● Written problem
Copy the data below word for word, from its first line down to and including the line that contains "top-left (158, 394), bottom-right (179, 434)".
--- begin ---
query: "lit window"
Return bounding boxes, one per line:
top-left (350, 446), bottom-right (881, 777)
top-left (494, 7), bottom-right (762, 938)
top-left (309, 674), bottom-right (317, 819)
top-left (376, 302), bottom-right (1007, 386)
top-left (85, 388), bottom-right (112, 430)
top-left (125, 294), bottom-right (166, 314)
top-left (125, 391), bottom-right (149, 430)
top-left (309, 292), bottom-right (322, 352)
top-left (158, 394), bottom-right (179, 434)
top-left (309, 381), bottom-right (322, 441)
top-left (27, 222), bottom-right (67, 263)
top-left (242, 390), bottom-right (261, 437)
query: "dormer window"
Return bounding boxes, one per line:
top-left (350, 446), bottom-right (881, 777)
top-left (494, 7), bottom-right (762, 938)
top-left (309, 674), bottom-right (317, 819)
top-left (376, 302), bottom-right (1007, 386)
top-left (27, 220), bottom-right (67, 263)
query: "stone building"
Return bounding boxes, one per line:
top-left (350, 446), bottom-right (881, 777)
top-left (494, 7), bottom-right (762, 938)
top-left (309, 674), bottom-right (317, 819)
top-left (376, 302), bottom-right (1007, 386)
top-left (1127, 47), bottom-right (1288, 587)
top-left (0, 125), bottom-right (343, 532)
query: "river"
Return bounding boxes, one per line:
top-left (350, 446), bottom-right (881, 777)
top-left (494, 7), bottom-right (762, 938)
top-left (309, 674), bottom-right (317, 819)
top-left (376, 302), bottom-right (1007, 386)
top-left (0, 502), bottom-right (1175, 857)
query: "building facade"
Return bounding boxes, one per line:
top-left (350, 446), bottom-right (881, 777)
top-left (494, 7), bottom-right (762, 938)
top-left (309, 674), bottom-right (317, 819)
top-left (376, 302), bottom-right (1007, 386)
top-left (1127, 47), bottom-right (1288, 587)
--- end ---
● Correct output
query: "lit window"
Return bounding boxes, one per line:
top-left (350, 446), bottom-right (881, 777)
top-left (494, 7), bottom-right (762, 938)
top-left (309, 674), bottom-right (317, 819)
top-left (376, 302), bottom-right (1007, 386)
top-left (85, 388), bottom-right (112, 430)
top-left (125, 294), bottom-right (166, 314)
top-left (125, 391), bottom-right (149, 430)
top-left (309, 292), bottom-right (322, 352)
top-left (158, 394), bottom-right (179, 434)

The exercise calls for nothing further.